Reading passage START
Question

Coping with duplicated sequences in shotgun analysis

0

Entering edit mode

3.2 years ago

D ▴ 10

Hello,

I'm performing the first bioinformatic analysis from a shotgun sequencing.

I have 150 samples analysed by paired-end sequencing. Therefore, having 300 fastq files (forward + reverse).

I tried to remove the duplicates with the clumpify software, from Joint Genome Institute.

From the 300 fastq files, 7 samples were flagged as warning in FASTQC (MultiQC output), which means that non-unique sequences make more than 20% of the total library, according to FASTQC instructions.

Interestingly, 3 samples of 7 were the longest fastq files in size that I could hypothesize that hat the sequencing output is very deep and a sequence duplication is probable. And the rest, are the opposite (having lower fastq size) that then could be a low rich libraries and a duplication of sequences could be more plausible due to a less finite number of sequence existence in the library.

In detail, I run clumpify several times modifying the parameters of subs (with subs=1 and subs =2) and also performing 2 passes and 6 passes and with this changes the 7 samples warning was reduced to 5.

But, due to its my first time in shotgun data analysis, I would like to know your opinion about to use this 5-7 samples with duplicate sequences warning flag to downstream analysis or better not?

I attach an image of MultiQC output.

enter image description here

Thanks on advance for your comments,

Magí.
Reading passage END
Provided data START
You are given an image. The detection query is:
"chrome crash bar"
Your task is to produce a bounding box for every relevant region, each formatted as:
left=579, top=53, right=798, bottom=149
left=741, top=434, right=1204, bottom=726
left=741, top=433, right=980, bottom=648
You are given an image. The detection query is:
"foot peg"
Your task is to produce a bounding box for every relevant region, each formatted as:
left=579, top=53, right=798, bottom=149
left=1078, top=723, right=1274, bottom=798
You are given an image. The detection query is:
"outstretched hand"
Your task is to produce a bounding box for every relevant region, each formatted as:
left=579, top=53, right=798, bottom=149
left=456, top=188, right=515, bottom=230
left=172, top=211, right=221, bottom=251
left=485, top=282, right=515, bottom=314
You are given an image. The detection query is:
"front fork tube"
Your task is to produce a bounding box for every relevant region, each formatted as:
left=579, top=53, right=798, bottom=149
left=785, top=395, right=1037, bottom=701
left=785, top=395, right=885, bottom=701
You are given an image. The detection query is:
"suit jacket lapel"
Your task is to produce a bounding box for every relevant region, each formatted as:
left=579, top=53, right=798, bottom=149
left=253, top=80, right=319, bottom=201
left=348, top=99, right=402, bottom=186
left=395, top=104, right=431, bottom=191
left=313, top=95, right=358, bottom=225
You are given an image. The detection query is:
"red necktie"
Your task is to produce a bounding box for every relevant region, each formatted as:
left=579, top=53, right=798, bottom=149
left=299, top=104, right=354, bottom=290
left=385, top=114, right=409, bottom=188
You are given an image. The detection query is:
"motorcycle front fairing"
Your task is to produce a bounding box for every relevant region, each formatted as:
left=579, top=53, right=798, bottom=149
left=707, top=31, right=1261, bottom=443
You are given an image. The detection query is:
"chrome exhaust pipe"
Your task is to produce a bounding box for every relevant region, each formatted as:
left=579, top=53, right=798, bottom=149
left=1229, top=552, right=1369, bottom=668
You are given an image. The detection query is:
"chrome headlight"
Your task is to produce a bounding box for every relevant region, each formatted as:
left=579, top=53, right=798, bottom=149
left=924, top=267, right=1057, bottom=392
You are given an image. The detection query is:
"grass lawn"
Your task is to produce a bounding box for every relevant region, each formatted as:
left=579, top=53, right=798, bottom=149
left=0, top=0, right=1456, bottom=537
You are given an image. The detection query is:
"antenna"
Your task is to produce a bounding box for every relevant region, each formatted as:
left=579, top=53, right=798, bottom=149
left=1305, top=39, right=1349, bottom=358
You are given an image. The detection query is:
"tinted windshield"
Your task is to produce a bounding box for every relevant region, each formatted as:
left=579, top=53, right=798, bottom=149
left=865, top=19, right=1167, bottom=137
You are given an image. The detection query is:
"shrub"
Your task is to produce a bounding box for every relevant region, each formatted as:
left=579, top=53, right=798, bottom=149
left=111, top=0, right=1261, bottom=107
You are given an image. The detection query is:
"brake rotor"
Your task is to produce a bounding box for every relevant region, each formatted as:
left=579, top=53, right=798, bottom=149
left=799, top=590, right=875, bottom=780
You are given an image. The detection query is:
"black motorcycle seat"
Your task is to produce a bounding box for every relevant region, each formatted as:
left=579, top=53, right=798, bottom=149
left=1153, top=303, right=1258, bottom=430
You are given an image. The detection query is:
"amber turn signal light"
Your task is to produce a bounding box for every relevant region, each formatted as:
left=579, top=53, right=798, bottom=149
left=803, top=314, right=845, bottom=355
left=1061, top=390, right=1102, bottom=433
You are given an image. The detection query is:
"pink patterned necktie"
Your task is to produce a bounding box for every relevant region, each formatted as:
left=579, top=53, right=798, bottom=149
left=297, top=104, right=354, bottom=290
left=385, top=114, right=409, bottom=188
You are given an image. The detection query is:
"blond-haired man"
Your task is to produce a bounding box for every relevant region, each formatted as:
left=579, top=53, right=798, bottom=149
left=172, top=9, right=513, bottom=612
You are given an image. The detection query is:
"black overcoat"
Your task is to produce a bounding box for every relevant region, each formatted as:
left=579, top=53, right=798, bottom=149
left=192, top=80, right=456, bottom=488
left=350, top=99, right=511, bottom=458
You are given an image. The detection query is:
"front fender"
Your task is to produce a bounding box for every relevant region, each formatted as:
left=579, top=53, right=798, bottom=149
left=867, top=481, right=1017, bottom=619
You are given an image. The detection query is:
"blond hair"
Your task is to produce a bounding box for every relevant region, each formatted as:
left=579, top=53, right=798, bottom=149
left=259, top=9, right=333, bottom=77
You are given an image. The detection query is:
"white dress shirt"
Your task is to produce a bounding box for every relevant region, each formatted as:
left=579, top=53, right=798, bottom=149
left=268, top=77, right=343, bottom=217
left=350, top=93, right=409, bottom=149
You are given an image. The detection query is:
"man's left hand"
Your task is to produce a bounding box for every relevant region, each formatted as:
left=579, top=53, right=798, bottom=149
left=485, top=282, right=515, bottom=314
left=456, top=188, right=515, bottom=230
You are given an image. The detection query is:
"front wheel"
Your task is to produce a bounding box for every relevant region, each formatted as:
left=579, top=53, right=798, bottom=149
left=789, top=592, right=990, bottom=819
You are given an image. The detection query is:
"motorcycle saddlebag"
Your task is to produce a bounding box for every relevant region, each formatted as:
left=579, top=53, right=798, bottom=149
Provided data END
Instructions:
a) Return the passage of the forum post about duplicated sequences in shotgun analysis, word for word, from "In detail, I" down to "of MultiQC output.".
b) Write the next part of the forum post about duplicated sequences in shotgun analysis, starting after its final sentence.

Answers provided:
a)
In detail, I run clumpify several times modifying the parameters of subs (with subs=1 and subs =2) and also performing 2 passes and 6 passes and with this changes the 7 samples warning was reduced to 5.

But, due to its my first time in shotgun data analysis, I would like to know your opinion about to use this 5-7 samples with duplicate sequences warning flag to downstream analysis or better not?

I attach an image of MultiQC output.

b)
Clumpify • 1.1k views

ADD COMMENT • link updated 2.3 years ago by Ram 45k • written 3.2 years ago by D ▴ 10

0

Entering edit mode

There are certainly regions of a bacterial genome that are likely to be identical within and between taxonomic groups (e.g., 16S gene). If you sequenced a host-associated sample (e.g., bovine or human), it could be that you are picking up some repetitive host DNA. I think the next step would be to figure out which sequences are duplicated, BLAST them to see what they are, and then making a decision about whether to keep/exclude them.

ADD REPLY • link 3.2 years ago by Chris Dean ▴ 420

score 0 · Answer 1 · 2022-02-18

0

Entering edit mode

3.2 years ago

D ▴ 10

Hi Chris Dean,

Thanks for your comments.

Yes it was a human metagenomics study. Nonetheless, previously to clumpify I removed human sequences with Bowtie2 towards GRCh38 human assembly with option very-sensitive-local.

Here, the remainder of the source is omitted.